Your job is to retype the whole listing exactly.

>>>

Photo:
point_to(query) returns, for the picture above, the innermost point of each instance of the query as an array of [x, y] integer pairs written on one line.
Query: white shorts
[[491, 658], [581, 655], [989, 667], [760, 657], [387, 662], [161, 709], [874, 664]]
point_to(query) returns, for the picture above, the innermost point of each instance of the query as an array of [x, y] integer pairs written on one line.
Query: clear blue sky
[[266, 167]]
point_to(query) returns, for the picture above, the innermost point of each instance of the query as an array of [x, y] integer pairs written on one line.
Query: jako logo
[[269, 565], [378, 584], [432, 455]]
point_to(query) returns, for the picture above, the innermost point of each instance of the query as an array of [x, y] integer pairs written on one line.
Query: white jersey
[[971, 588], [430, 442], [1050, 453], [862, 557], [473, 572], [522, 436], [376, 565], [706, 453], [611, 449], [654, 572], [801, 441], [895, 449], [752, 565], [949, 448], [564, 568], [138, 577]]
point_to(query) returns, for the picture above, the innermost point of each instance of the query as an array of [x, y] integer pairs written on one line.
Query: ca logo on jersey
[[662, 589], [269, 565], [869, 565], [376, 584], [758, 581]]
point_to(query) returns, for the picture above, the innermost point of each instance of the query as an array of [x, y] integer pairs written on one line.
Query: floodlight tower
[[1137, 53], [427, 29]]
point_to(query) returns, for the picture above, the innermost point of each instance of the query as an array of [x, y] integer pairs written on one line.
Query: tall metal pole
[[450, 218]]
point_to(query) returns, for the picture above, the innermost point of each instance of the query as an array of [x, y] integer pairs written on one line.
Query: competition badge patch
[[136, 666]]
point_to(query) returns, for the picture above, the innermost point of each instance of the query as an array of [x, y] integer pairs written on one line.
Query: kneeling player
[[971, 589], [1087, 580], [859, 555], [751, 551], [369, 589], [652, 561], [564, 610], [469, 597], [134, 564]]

<<<

**EXERCISE ANSWER:**
Photo:
point_to(query) returns, for the picture above, the innermost point of each instance of the query as an array of [x, y] integer pairs written on one line.
Query: white shorts
[[491, 658], [581, 655], [989, 667], [760, 657], [387, 662], [161, 709], [874, 664]]
point_to(query) returns, for the picture above, the innermost point of each instance of the query as an array of [x, y] integer pairs written on one line.
Query: clear blue sky
[[266, 167]]
point_to(query) returns, for the picture above, the innermost point of each instance of the query as an array of [x, y] integer pairs written on one line.
Query: jako logo
[[269, 565], [378, 584], [432, 455]]
point_to(query) returns, for the picture above, the innermost point of each instance of the query as an array of [x, y] integer pairs written on one line.
Query: white jersey
[[971, 588], [430, 442], [1050, 453], [862, 557], [473, 572], [522, 436], [376, 565], [706, 453], [611, 449], [654, 572], [801, 441], [895, 449], [752, 565], [949, 448], [564, 568], [138, 577]]
point_to(query) returns, for the picture above, the innermost point of each instance of the query as an array of [x, y] integer pairs written on one line.
Query: ca logo on jersey
[[662, 589], [269, 565], [869, 565], [376, 584], [758, 581]]
point_to(query) returns, for the picture above, the innermost point of each instance of the query as an array of [x, y] integer pairs written on one line.
Query: floodlight tower
[[1137, 53], [427, 29]]
point_to(query) returns, for the picture above, the innermost point of each instance of the query as an array of [x, y] integer pairs written on one line.
Query: tall metal pole
[[450, 218]]
point_to(query) returns, for the picture above, the innermost point of each instance of the query as an array of [x, y] integer pairs written on one line.
Query: competition badge patch
[[136, 666]]
point_to(query) returns, for the picture above, the innermost point of each instance of the query as an array of [x, y] integer pairs written on one line.
Query: kneeling player
[[971, 589], [1087, 580], [859, 555], [751, 551], [369, 589], [652, 561], [564, 610], [469, 597], [134, 564]]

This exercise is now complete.